** Begin INFORMATION SHOWN **

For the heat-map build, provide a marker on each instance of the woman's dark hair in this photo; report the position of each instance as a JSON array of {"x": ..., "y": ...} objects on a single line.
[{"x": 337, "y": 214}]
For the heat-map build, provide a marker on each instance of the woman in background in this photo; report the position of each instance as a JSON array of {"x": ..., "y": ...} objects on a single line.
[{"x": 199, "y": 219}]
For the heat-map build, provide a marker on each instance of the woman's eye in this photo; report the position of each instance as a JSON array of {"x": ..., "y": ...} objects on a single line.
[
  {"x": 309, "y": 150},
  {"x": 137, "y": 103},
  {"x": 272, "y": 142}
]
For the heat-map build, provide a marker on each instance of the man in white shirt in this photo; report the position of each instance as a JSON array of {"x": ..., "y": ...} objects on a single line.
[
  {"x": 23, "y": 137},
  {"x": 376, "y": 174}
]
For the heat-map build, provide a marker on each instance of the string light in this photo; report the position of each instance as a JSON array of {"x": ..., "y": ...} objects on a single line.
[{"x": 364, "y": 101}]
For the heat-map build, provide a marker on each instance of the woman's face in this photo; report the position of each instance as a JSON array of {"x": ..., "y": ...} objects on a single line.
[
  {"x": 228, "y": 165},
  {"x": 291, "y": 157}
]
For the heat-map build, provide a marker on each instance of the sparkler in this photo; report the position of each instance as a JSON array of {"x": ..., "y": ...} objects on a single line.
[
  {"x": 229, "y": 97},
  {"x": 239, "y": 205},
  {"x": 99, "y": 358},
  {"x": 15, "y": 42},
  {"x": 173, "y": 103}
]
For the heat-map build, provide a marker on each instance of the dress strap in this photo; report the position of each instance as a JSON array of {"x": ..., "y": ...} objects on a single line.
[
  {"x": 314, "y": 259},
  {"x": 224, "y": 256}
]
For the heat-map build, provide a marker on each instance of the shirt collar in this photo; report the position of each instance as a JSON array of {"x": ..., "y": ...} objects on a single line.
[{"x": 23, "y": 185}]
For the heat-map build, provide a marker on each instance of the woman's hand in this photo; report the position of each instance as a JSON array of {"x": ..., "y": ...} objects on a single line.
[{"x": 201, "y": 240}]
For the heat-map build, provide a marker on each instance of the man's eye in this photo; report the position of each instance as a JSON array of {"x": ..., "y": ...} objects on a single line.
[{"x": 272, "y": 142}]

** End INFORMATION SHOWN **

• **WHAT YOU WILL DO**:
Please reproduce the listing, starting with the line containing "of the dress" and going on through the end of the listing, with "heat-map build" swapped for "saliency map" and nothing else changed.

• **IN RESPONSE**:
For the saliency map, provide a marker on each instance of the dress strap in this photo; report the position of each instance as a JSON array of {"x": ..., "y": ...} objects on a single line.
[
  {"x": 314, "y": 259},
  {"x": 224, "y": 256}
]
For the saliency map, provide a marker on each instance of the shirt collar in this photo; report the position of each instance as a JSON array of {"x": ..., "y": ...} objects on a single line.
[{"x": 23, "y": 185}]
For the saliency map, provide a marker on each instance of the woman's hand in this photo; report the position of each instance as a JSON array of {"x": ..., "y": ...} objects on a single line.
[{"x": 201, "y": 240}]
For the saliency map, provide a marker on each instance of the man's eye in this photo; report the position of each instance as a JSON array of {"x": ..., "y": ...} objects on a single line.
[{"x": 272, "y": 142}]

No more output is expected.